» PASSAGE PROVIDED:

As you respond to these objections meaningfully, the client will either return with more questions or move forward with the deal. Let’s look at how that can play out next.
Section 4: Structuring the deal
Once a prospect decides to buy your product, it’s time to close the deal. Closing the deal involves documenting the deal terms, receiving payment, and implementing the solution.
Contracts play a significant role in enterprise deals because they lay out expectations on both sides. A typical contract will outline the agreement’s scope, identify key milestones and timelines, establish a payment schedule, and outline any relevant terms and conditions.
Implementation is another crucial element of closing the deal. Depending on your product, your client might be able to implement your solution themselves without your help. For example, if you’re selling a cloud CRM solution, a client could easily create an account on your platform, configure it, get users on board, set up deals, etc., all on their own.
Other cases are more complex and require your support for successful implementation. If you’re selling a warehouse management solution to a multinational e-commerce company, for instance, you may need to coordinate the implementation with their teams across different geographies.
When structuring complex deals, you need the right tools to deliver information quickly so you can make decisions faster. For example, if you use Salesforce, you can set up your deal room in Slack to access deal data on the fly. Momentum syncs deal data between Salesforce and Slack so that your team is never out of the loop.
Sales coordination tools (like Momentum) are a must-have for enterprise sales teams who value speed and efficiency when structuring deals. Once your product is up and running, it’s time to understand how they are using the solution and if they’re getting value from it. This is where customer success and support come in.
Section 5: Customer success and support
The sale is not the end of the engagement. After your customer starts using your product, your job is to help them extract maximum value from customer success and customer support.
#1 Customer success
Customer success involves everything you do to make sure your customers are using your product correctly and getting value from it. This can include:
- Showing them how to use your product
- Providing training that covers new or existing features
- Configuring third-party integrations with your product
- Providing regular feedback on progress made, ROI achieved, etc.
- Establishing a “help desk” where customers can log bugs or submit feature requests
- Performing product upgrades as needed
#2 Customer support
There are many channels you can provide ongoing customer support through, including the following:
- Live chat: This is a direct, real-time communication channel with customers who have questions or suggestions. Live chat gives you real-time context and helps you provide quick assistance.

» REQUIRED TASKS:
[A] Transcribe the passage on enterprise sales from "Sales coordination tools" to "and customer support.".
[B] Answer these questions using the passage on enterprise sales:
(i) What three things does closing the deal involve?
(ii) Momentum syncs deal data between which two tools?
(iii) What can customers log or submit at a "help desk"?
The lines after this bear no relation to the passage on enterprise sales.

» INFORMATION GIVEN:
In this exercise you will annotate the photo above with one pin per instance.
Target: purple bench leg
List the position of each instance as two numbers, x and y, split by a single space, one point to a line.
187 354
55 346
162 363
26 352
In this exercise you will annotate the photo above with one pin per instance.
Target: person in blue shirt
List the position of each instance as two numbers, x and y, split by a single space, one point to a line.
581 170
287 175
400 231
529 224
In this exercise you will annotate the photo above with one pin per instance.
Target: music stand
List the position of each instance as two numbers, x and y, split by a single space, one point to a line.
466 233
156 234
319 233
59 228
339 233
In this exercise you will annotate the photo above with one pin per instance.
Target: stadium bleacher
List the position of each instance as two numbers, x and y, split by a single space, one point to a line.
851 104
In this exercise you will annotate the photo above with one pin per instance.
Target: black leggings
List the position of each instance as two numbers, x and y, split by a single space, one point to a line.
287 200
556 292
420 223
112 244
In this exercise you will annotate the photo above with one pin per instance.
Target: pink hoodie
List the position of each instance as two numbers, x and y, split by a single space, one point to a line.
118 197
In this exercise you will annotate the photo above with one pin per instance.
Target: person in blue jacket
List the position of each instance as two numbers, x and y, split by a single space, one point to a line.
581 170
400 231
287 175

» ANSWERS BY ITEM:
[A]
Sales coordination tools (like Momentum) are a must-have for enterprise sales teams who value speed and efficiency when structuring deals. Once your product is up and running, it’s time to understand how they are using the solution and if they’re getting value from it. This is where customer success and support come in.
Section 5: Customer success and support
The sale is not the end of the engagement. After your customer starts using your product, your job is to help them extract maximum value from customer success and customer support.

[B]
(i) Documenting the deal terms, receiving payment, and implementing the solution.
(ii) Salesforce and Slack.
(iii) Bugs or feature requests.